start MATERIAL SHOWN

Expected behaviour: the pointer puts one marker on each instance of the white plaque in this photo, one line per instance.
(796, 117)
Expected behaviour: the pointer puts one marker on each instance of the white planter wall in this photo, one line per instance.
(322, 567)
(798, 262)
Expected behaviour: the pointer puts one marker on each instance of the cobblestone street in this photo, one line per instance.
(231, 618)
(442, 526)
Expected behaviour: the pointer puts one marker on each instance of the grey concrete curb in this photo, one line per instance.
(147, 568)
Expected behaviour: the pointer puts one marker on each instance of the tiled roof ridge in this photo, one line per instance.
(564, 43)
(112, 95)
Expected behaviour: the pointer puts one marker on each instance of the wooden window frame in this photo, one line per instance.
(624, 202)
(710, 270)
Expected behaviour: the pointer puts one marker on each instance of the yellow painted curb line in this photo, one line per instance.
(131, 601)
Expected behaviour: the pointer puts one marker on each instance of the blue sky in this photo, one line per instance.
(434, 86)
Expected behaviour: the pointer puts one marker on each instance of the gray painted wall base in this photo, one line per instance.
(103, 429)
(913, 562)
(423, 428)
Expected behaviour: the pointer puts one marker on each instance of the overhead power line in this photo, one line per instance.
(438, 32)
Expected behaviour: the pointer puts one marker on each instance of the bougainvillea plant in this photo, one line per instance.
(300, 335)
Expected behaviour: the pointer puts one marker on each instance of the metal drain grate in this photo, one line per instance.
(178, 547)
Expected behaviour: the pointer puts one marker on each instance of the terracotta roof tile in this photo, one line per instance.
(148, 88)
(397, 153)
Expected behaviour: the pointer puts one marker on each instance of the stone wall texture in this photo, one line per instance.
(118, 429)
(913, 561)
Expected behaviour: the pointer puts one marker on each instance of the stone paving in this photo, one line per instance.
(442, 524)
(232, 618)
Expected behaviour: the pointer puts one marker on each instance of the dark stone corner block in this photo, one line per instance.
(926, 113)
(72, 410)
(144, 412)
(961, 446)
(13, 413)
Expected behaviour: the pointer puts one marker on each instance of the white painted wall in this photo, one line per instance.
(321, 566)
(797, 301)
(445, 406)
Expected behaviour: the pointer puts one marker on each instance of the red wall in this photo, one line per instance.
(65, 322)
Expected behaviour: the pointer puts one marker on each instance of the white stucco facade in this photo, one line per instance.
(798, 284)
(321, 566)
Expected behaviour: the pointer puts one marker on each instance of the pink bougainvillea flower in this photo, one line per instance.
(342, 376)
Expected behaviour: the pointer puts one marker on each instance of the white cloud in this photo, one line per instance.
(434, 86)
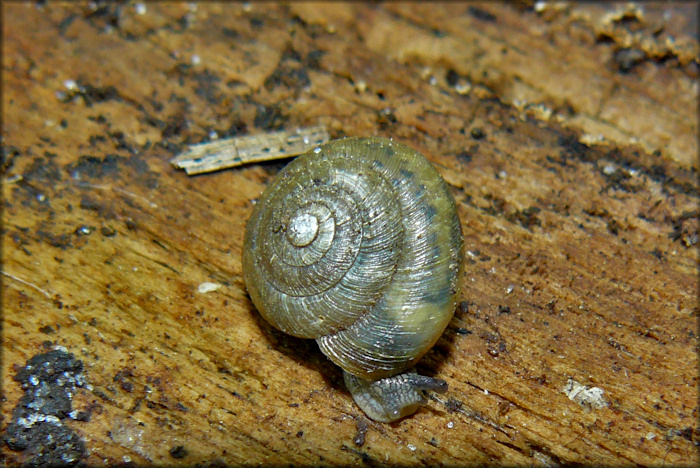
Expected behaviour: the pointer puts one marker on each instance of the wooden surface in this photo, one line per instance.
(569, 137)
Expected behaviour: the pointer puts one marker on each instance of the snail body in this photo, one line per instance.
(358, 245)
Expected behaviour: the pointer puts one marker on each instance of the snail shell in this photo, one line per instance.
(358, 245)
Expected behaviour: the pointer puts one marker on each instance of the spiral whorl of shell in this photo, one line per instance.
(358, 245)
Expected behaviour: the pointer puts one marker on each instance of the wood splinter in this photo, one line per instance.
(236, 151)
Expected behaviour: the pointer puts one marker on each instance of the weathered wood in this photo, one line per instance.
(568, 135)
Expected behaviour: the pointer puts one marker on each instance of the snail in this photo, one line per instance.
(358, 245)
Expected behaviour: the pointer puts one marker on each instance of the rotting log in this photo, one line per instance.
(568, 134)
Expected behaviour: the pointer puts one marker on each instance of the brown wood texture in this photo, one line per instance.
(568, 134)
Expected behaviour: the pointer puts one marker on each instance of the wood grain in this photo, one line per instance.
(569, 137)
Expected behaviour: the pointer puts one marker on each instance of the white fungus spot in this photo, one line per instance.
(207, 287)
(590, 397)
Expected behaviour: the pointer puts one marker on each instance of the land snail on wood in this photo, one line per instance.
(358, 245)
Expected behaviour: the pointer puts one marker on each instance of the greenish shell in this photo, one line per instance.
(358, 245)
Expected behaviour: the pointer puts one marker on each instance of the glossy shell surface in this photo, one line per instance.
(358, 245)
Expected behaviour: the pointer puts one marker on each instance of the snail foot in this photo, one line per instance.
(394, 397)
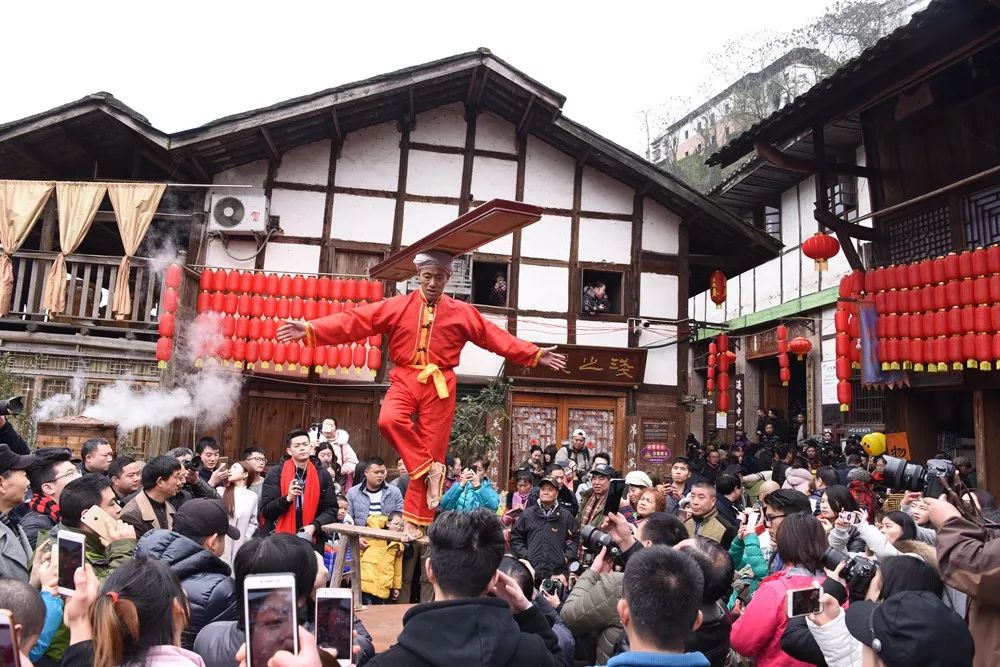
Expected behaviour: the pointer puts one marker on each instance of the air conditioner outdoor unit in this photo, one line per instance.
(238, 214)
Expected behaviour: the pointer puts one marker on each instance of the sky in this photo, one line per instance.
(183, 63)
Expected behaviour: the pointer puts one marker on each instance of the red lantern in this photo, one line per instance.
(717, 288)
(844, 395)
(820, 248)
(800, 347)
(164, 351)
(166, 325)
(374, 360)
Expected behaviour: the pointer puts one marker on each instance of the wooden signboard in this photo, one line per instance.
(610, 366)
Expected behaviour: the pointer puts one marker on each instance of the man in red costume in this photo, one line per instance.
(426, 331)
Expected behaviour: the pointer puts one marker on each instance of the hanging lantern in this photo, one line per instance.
(844, 395)
(164, 351)
(800, 347)
(374, 360)
(820, 248)
(717, 288)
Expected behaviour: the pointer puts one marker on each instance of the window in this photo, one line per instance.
(489, 283)
(602, 293)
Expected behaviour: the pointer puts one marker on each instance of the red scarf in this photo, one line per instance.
(310, 497)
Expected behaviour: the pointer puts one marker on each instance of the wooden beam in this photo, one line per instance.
(805, 166)
(269, 145)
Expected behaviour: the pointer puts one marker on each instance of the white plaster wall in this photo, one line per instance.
(660, 228)
(301, 212)
(291, 258)
(547, 239)
(661, 363)
(791, 275)
(421, 219)
(603, 193)
(548, 179)
(435, 174)
(306, 164)
(362, 218)
(605, 241)
(215, 253)
(601, 334)
(544, 288)
(442, 126)
(477, 361)
(501, 246)
(370, 158)
(493, 178)
(541, 329)
(493, 133)
(658, 296)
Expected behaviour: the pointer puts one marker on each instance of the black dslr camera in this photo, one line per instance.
(903, 475)
(858, 572)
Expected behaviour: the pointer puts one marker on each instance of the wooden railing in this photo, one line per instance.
(90, 290)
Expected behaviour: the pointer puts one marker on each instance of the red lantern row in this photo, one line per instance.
(167, 324)
(287, 286)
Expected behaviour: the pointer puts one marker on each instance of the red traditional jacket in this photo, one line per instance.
(422, 335)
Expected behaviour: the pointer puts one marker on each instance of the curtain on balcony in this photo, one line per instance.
(134, 204)
(78, 204)
(21, 202)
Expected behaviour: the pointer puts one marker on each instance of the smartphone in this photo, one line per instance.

end MATERIAL SHOWN

* _TASK TO CARRY OUT_: Without including any picture, repeat the data exactly.

* _ANSWER BELOW_:
Expected behaviour: the pointer puts one marker on each instance of the white plaque in this photo, one line per instance.
(796, 117)
Expected behaviour: the pointer puts one marker on each instance of the white planter wall in this photo, one line per instance.
(322, 567)
(798, 262)
Expected behaviour: the pointer puts one marker on each instance of the cobblestone street in this photo, one line per instance.
(231, 618)
(442, 526)
Expected behaviour: the pointer puts one marker on each instance of the grey concrete curb in this photo, one line per instance.
(147, 568)
Expected behaviour: the pointer puts one marker on each instance of the tiled roof ridge in this photo, one line per instance.
(564, 43)
(112, 95)
Expected behaviour: the pointer puts one marker on each instance of the wooden window frame in this photo, one line per instance.
(624, 202)
(710, 270)
Expected behaviour: the pointer puts one marker on each instance of the yellow painted curb line in this photo, one line per instance.
(131, 601)
Expected behaviour: the pointer puts one marker on each instance of the blue sky in this photo, one line per instance.
(434, 86)
Expected behaviour: the pointer puts one marker on each instance of the gray painted wall base in this photo, one line per instance.
(103, 429)
(913, 562)
(423, 428)
Expected behaviour: the pointer puts one marker on each instance of the overhead power line in this photo, one line per instance.
(438, 32)
Expected behaviour: the pointer puts one marker on each instance of the bougainvillea plant in this photo, one line per instance.
(300, 335)
Expected behaviour: the pointer puts one marker on each instance of the metal drain grate in this photo, one line per instance.
(178, 547)
Expected behaviour: the pointer puts one marker on each instance of the terracotta roof tile in this photo, one line per instance.
(148, 88)
(397, 153)
Expected behaviour: the pointer puts one marker on each instance of the stone wall texture in this photo, one line per instance.
(118, 429)
(913, 561)
Expected behaviour: the pointer puts one marker on each instance of the stone paving in this photo, one line per instance.
(442, 524)
(232, 618)
Expected behaviour: the pointer puts one marker on each instance of the dark stone corner block in this photo, one line per instance.
(926, 113)
(72, 410)
(144, 412)
(961, 446)
(13, 413)
Expected behaviour: the pointer puts one marker on each instance of the white painted wall in this photo, one line per instance.
(321, 566)
(797, 301)
(445, 406)
Expected behaviour: the pointer puts one marker on each instance of the red wall in this photo, one line per instance.
(65, 322)
Expected behaviour: the pointer puts one marker on each instance of the white stucco facade in this photo, one line per instance.
(798, 284)
(321, 566)
Expected behaviour: the pointer puts one marker on each instance of the pink bougainvillea flower in this photo, one line per instance.
(342, 376)
Expected behaviour: the pointer puts one marker on each instance of the white cloud in this photo, one line per instance.
(434, 86)
Expected behaviour: the pointer puts one marker on each instance of the wooden surface in this photo, one line per instance.
(569, 137)
Expected behaviour: the pointer puts one marker on each instance of the snail body in this photo, one line per instance.
(358, 245)
Expected behaviour: the pointer puts one marker on each instance of the snail shell in this photo, one line per instance.
(358, 245)
Expected behaviour: the pointer puts one marker on each instance of the spiral whorl of shell in this photo, one line per instance.
(358, 245)
Expected behaviour: the pointer puts one marker on each instance of the wood splinter in this photo, one line per instance.
(236, 151)
Expected behaviour: the pointer puts one marker on each instance of the weathered wood in this photo, one line per instance.
(568, 135)
Expected behaviour: the pointer puts one marker on each instance of the snail in this photo, one line per instance.
(358, 245)
Expected behaviour: the pointer puts one marker on each instance of the rotting log in this photo, one line per instance.
(568, 134)
Expected behaviour: the pointer puts one marker on each instance of the brown wood texture in this photo, one line per instance.
(568, 134)
Expected behaviour: the pointer puts one marker on each instance of the wood grain in this photo, one line per instance.
(569, 137)
Expected behaviour: the pointer puts one marker on each instance of the white fungus spot in this photo, one line per instance.
(207, 287)
(590, 397)
Expected behaviour: the pointer puts one marker on each instance of the land snail on wood in this photo, one line per instance.
(358, 245)
Expected behaviour: the pointer puts one marker on each instance of the greenish shell in this photo, one line per instance.
(358, 245)
Expected behaviour: the pointer puts one marker on each instance of the glossy shell surface in this photo, one line per instance.
(358, 245)
Expected behaviour: the pointer puts one marker on each instance of the snail foot in this photo, one line per instance.
(394, 397)
Expected behaviour: the pointer puts one marker on each instance of the air conditioner outdoor unit in this photo, one line per instance.
(238, 214)
Expected behaviour: the pointer puts one marker on each instance of the sky in this photo, one line per instance.
(183, 63)
Expected behaviour: the pointer puts one marker on each instance of the red lantern in this photo, one line per instance.
(717, 288)
(844, 395)
(820, 248)
(800, 347)
(164, 351)
(166, 325)
(374, 360)
Expected behaviour: the pointer puts one marker on each instance of the wooden signboard in this photo, one line per instance.
(610, 366)
Expected behaviour: the pointer puts one marker on each instance of the man in red costume in this photo, one line per instance.
(426, 331)
Expected behaviour: the pointer puts one marker on each instance of the hanging lantern in this photo, one line per instance.
(844, 395)
(164, 351)
(800, 347)
(374, 360)
(820, 248)
(717, 288)
Expected behaviour: the pointer puts one marker on each instance of the window in this photo, one line per instance.
(489, 283)
(602, 293)
Expected behaviour: the pointer puts one marker on each instance of the red scarf in this photo, one line per instance.
(310, 497)
Expected behaviour: the pointer puts one marker on each instance of the wooden beam in this photo, one line per instance.
(805, 166)
(269, 145)
Expected behaviour: the pointer puts one marker on each instance of the white plaster wall in this photo, one line per instance.
(660, 228)
(301, 212)
(291, 258)
(547, 239)
(661, 363)
(791, 275)
(421, 219)
(603, 193)
(548, 179)
(435, 174)
(306, 164)
(362, 218)
(605, 241)
(215, 253)
(601, 334)
(544, 288)
(442, 126)
(477, 361)
(501, 246)
(370, 158)
(493, 178)
(541, 329)
(493, 133)
(658, 296)
Expected behaviour: the pointer puts one marker on each instance of the black dslr camera in this photo, one line per instance.
(903, 475)
(858, 572)
Expected behaviour: the pointer puts one marker on each instance of the wooden railing in this photo, one line per instance.
(90, 290)
Expected behaviour: the pointer puts one marker on each instance of the red lantern row in this photo, one line per instance.
(167, 324)
(287, 286)
Expected behaviour: the pointer puts one marker on each instance of the red traditional jacket in this photo, one line per instance.
(422, 335)
Expected behaviour: the pointer puts one marker on each instance of the curtain on balcony in this photo, one line per instance.
(134, 204)
(78, 204)
(21, 202)
Expected behaviour: the pointer puts one marker on each instance of the smartphone in this photo, one line per instance.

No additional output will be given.